[Text provided Boundary: Start]
From: Jeff King <peff@peff.net>
To: Junio C Hamano <gitster@pobox.com>
Cc: Thomas Haller <thom311@gmail.com>, Git List <git@vger.kernel.org>
Subject: [PATCH] log: re-encode commit messages before grepping
Date: Mon, 11 Feb 2013 15:59:58 -0500 [thread overview]
Message-ID: <20130211205958.GA32740@sigill.intra.peff.net> (raw)
In-Reply-To: <7v621ymxfv.fsf@alter.siamese.dyndns.org>
If you run "git log --grep=foo", we will run your regex on
the literal bytes of the commit message. This can provide
confusing results if the commit message is not in the same
encoding as your grep expression (or worse, you have commits
in multiple encodings, in which case your regex would need
to be written to match either encoding). On top of this, we
might also be grepping in the commit's notes, which are
already re-encoded, potentially leading to grepping in a
buffer with mixed encodings concatenated. This is insanity,
but most people never noticed, because their terminal and
their commit encodings all match.
Instead, let's massage the to-be-grepped commit into a
standardized encoding. There is not much point in adding a
flag for "this is the encoding I expect my grep pattern to
match"; the only sane choice is for it to use the log output
encoding. That is presumably what the user's terminal is
using, and it means that the patterns found by the grep will
match the output produced by git.
[Text provided Boundary: End]
[Exercise data Boundary: Start]
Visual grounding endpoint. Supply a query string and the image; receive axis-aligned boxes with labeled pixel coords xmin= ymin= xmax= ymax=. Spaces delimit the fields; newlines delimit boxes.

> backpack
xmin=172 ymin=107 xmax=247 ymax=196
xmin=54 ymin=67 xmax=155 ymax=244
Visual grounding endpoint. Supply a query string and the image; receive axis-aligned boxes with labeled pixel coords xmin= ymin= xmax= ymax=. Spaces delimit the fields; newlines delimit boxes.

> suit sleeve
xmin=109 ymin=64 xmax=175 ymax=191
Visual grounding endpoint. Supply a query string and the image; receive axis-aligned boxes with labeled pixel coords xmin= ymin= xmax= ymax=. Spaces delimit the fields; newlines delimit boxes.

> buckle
[Exercise data Boundary: End]
> [Tasks to perform]:
1. List every email address given in the From, To and Cc header lines of the patch message.
2. According to the patch message, why is the log output encoding the only sensible choice for matching the grep pattern?
3. Proceed with the patch message on re-encoding commit messages before grepping, starting after its last sentence.

> [Answers for this exercise]:
1.
peff@peff.net
gitster@pobox.com
thom311@gmail.com
git@vger.kernel.org

2. The log output encoding is presumably the encoding used by the user's terminal. Using it also means that the patterns found by the grep will match the output that git produces.

3.
As a bonus, this fixes a potential segfault in commit_match
when commit->buffer is NULL, as we now build on logmsg_reencode,
which handles reading the commit buffer from disk if
necessary. The segfault can be triggered with:
git commit -m 'text1' --allow-empty
git commit -m 'text2' --allow-empty
git log --graph --no-walk --grep 'text2'
which arguably does not make any sense (--graph inherently
wants a connected history, and by --no-walk the command line
is telling us to show discrete points in history without
connectivity), and we probably should forbid the
combination, but that is a separate issue.
Signed-off-by: Jeff King <peff@peff.net>
---
A few notes:
1. I suppose we could also use $LANG or one of the $LC_* variables to
guess at the encoding of the user's pattern. But I think using the
output encoding makes the most sense, since then the pattern you
searched for will actually be in the output.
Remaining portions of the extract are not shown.